▶ **WHAT IS NEEDED**:
Without altering anything, output the material below.

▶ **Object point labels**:
>>>

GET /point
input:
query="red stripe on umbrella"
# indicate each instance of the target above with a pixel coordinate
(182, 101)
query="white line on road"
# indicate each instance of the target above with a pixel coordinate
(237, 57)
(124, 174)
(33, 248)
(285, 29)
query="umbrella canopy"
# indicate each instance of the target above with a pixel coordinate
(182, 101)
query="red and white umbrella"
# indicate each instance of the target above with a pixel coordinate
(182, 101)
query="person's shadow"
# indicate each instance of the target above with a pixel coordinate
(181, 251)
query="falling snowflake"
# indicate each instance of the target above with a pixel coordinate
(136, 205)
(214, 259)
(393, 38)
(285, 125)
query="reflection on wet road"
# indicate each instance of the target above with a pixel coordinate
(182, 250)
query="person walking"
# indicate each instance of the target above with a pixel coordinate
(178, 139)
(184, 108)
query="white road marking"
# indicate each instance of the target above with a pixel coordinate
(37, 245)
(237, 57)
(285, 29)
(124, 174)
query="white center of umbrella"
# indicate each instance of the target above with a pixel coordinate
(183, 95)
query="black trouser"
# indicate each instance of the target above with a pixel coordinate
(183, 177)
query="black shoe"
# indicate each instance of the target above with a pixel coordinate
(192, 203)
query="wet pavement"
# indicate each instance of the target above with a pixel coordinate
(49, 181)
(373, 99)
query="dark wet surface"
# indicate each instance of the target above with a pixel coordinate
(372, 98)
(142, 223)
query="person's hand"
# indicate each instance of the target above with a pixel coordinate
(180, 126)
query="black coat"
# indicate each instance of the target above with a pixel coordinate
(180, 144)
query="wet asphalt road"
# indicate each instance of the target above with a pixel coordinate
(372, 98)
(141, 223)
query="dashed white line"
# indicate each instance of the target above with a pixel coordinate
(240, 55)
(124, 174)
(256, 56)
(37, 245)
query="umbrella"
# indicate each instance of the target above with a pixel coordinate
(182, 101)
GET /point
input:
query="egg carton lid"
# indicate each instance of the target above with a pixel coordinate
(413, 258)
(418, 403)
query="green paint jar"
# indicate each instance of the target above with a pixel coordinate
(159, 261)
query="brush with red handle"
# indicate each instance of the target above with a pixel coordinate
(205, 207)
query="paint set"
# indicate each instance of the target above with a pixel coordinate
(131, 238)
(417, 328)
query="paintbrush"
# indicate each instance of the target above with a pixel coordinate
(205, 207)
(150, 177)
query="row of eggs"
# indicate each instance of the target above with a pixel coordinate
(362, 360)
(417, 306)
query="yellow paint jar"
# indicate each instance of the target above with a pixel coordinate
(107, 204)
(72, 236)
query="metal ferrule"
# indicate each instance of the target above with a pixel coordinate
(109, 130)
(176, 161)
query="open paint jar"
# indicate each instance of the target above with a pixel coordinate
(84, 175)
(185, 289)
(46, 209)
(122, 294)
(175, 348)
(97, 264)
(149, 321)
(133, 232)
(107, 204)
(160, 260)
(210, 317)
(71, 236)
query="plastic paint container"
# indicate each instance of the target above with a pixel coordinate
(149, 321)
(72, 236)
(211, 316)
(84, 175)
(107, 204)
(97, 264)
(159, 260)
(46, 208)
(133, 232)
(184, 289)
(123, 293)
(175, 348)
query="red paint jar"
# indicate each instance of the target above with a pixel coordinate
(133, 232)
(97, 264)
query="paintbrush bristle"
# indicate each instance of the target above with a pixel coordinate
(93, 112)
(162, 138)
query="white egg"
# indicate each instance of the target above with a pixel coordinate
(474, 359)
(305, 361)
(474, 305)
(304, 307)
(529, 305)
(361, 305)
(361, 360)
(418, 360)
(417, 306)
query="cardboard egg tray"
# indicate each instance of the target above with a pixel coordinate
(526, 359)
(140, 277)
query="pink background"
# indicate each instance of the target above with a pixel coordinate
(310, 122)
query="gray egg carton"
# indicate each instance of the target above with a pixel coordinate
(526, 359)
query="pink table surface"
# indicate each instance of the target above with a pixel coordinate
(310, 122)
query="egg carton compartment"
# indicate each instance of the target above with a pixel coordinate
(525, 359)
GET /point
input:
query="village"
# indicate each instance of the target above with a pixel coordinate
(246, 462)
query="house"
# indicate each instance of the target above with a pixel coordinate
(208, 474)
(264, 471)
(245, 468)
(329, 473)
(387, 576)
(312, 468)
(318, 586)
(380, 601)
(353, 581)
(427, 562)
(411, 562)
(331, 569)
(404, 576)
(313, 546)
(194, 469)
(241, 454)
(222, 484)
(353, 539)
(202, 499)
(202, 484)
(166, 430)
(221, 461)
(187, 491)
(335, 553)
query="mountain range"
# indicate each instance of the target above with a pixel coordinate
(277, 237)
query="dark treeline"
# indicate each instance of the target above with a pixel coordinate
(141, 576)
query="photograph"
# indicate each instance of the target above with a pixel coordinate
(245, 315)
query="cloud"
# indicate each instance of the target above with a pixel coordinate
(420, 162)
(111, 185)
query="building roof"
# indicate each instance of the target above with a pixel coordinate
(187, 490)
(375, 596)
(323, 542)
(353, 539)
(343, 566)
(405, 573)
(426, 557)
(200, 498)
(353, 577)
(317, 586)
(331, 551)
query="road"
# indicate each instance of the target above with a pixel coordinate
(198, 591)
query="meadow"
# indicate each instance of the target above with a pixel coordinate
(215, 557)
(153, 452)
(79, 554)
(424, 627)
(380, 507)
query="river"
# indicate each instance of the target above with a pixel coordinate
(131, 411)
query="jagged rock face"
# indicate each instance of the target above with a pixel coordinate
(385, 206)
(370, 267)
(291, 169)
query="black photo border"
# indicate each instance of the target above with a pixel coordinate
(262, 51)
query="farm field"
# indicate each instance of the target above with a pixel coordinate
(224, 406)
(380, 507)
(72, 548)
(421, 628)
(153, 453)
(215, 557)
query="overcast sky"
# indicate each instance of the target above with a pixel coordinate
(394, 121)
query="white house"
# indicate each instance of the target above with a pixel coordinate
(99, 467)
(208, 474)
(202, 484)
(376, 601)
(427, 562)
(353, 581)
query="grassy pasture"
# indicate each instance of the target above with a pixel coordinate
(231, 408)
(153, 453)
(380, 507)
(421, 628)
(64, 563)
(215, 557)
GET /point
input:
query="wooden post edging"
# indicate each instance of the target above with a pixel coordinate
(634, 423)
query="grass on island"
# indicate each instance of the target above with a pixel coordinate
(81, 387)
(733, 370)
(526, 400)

<<<

▶ **CORRECT RESPONSE**:
GET /point
input:
query="red stripe on umbrella"
# indicate each instance of the target above with a pixel coordinate
(182, 101)
query="white line on road"
# indicate each instance of the target above with a pixel coordinate
(237, 57)
(124, 174)
(33, 248)
(285, 29)
query="umbrella canopy"
# indicate each instance of the target above with a pixel coordinate
(182, 101)
query="red and white umbrella"
# indicate each instance of the target above with a pixel coordinate
(182, 101)
query="person's shadow"
# indicate each instance of the target above with a pixel coordinate
(181, 251)
query="falling snowflake"
# indicate each instance of the target above with a pixel coordinate
(136, 205)
(214, 259)
(393, 38)
(285, 125)
query="reflection on wet road"
# indicate each instance of the target above with a pixel coordinate
(182, 250)
query="person walking"
# indicate each instance of the target above with a pixel coordinate
(178, 139)
(184, 108)
query="white road marking"
# indicate each instance of the target above with a pixel coordinate
(37, 245)
(237, 57)
(285, 29)
(124, 174)
query="white center of umbrella"
# indicate each instance of the target above with a pixel coordinate
(183, 95)
query="black trouser"
# indicate each instance of the target above with a pixel coordinate
(183, 177)
query="black shoe"
# indicate each instance of the target above with a pixel coordinate
(192, 203)
query="wet pavement"
# indicate each instance of the target above with a pixel coordinate
(49, 181)
(373, 99)
query="dark wet surface"
# indicate each instance of the target above with a pixel coordinate
(372, 98)
(142, 223)
query="person's hand"
# indicate each instance of the target above with a pixel coordinate
(180, 126)
query="black coat"
# indicate each instance of the target above with a pixel coordinate
(180, 144)
query="wet asphalt road"
# indicate each instance of the target above with a pixel coordinate
(372, 98)
(141, 223)
query="dashed white line"
# indicate each instance of the target above with a pixel coordinate
(240, 55)
(124, 174)
(256, 56)
(37, 245)
query="umbrella"
# indicate each instance of the target above with a pixel coordinate
(182, 101)
GET /point
input:
query="egg carton lid"
# indicate each instance of the target above with a pixel coordinate
(413, 258)
(418, 403)
query="green paint jar"
# indicate each instance of the target above with a pixel coordinate
(159, 261)
query="brush with red handle"
# indicate each instance of the target above with a pixel coordinate
(205, 207)
query="paint set"
# indicate each instance of the target above with a pixel coordinate
(131, 238)
(417, 328)
query="paintbrush"
# indicate each instance of the target above with a pixel coordinate
(205, 207)
(150, 177)
query="row of eggs"
# indicate each instance of the target above with a pixel coordinate
(362, 360)
(417, 306)
query="yellow paint jar"
# indicate each instance of the target above with a pixel coordinate
(107, 204)
(72, 236)
query="metal ferrule"
# indicate each instance of the target above with a pixel coordinate
(109, 130)
(176, 161)
query="open paint jar"
# indicate each instance of the target above with a pixel coordinate
(84, 175)
(185, 289)
(46, 209)
(122, 294)
(175, 348)
(97, 264)
(149, 321)
(133, 232)
(107, 204)
(160, 260)
(210, 317)
(71, 236)
query="plastic paint container"
# indicate each instance of the target above with a pixel coordinate
(149, 321)
(72, 236)
(211, 316)
(84, 175)
(107, 204)
(97, 264)
(159, 260)
(46, 208)
(133, 232)
(184, 289)
(123, 293)
(175, 348)
query="red paint jar"
# indicate each instance of the target above with a pixel coordinate
(133, 232)
(97, 264)
query="paintbrush bristle"
# indicate each instance of the target above with a pixel coordinate
(93, 112)
(162, 138)
query="white egg"
# indicate each instance of the target above with a pixel coordinate
(474, 359)
(305, 361)
(474, 305)
(304, 307)
(529, 305)
(361, 305)
(361, 360)
(418, 360)
(417, 306)
query="cardboard egg tray"
# indicate each instance of the target above with a pixel coordinate
(526, 359)
(140, 277)
query="pink background"
# indicate each instance of the target above with a pixel coordinate
(310, 122)
query="gray egg carton"
# indicate each instance of the target above with a pixel coordinate
(526, 359)
query="pink table surface"
# indicate each instance of the target above with a pixel coordinate
(310, 122)
query="egg carton compartment"
# indicate each instance of the target above with a pixel coordinate
(525, 359)
GET /point
input:
query="village"
# indicate each instance of the target above with a pixel coordinate
(246, 462)
query="house"
# indicate each instance of the target above with a pixel coordinate
(208, 474)
(264, 471)
(245, 468)
(329, 473)
(387, 576)
(312, 468)
(318, 586)
(380, 601)
(353, 581)
(427, 562)
(411, 562)
(331, 569)
(404, 576)
(313, 546)
(194, 469)
(241, 454)
(222, 484)
(353, 539)
(202, 499)
(202, 484)
(166, 430)
(221, 461)
(187, 491)
(335, 553)
query="mountain range"
# indicate each instance of the target above with a pixel coordinate
(277, 237)
query="dark treeline"
# indicate each instance of the target above with a pixel coordinate
(141, 576)
query="photograph"
# indicate each instance of the target above with a pixel coordinate
(245, 315)
query="cloud"
# indicate each instance of the target above with a pixel coordinate
(420, 162)
(111, 185)
query="building roof"
# indicate each instance of the target above with a pixel coordinate
(187, 490)
(375, 596)
(323, 542)
(353, 539)
(343, 566)
(405, 573)
(426, 557)
(200, 498)
(353, 577)
(317, 586)
(331, 551)
query="road"
# indicate each instance of the target above with a pixel coordinate
(198, 591)
query="meadow"
# indicate each instance of the target above with a pixel coordinate
(215, 557)
(153, 452)
(79, 554)
(424, 627)
(380, 507)
query="river"
# indicate each instance of the target above with a pixel coordinate
(131, 411)
query="jagged rock face"
# indicate each instance of the target above with a pixel coordinate
(385, 206)
(370, 267)
(291, 169)
query="black photo border"
# indicate each instance of the target above with a pixel coordinate
(262, 51)
query="farm field"
# indicate each instance of the target above with a pixel coordinate
(224, 406)
(380, 507)
(72, 548)
(421, 628)
(153, 453)
(215, 557)
query="overcast sky"
# indicate each instance of the target above with a pixel coordinate
(394, 121)
query="white house"
# indicate each instance of the target above with a pixel coordinate
(99, 467)
(208, 474)
(202, 484)
(376, 601)
(427, 562)
(353, 581)
query="grassy pasture"
# indicate each instance of the target above with a pixel coordinate
(231, 408)
(153, 453)
(380, 507)
(421, 628)
(64, 563)
(215, 557)
GET /point
input:
query="wooden post edging"
# indicate each instance of the target above with a pixel coordinate
(634, 423)
query="grass on island"
# indicate each instance of the target above with a pixel coordinate
(81, 387)
(733, 370)
(526, 400)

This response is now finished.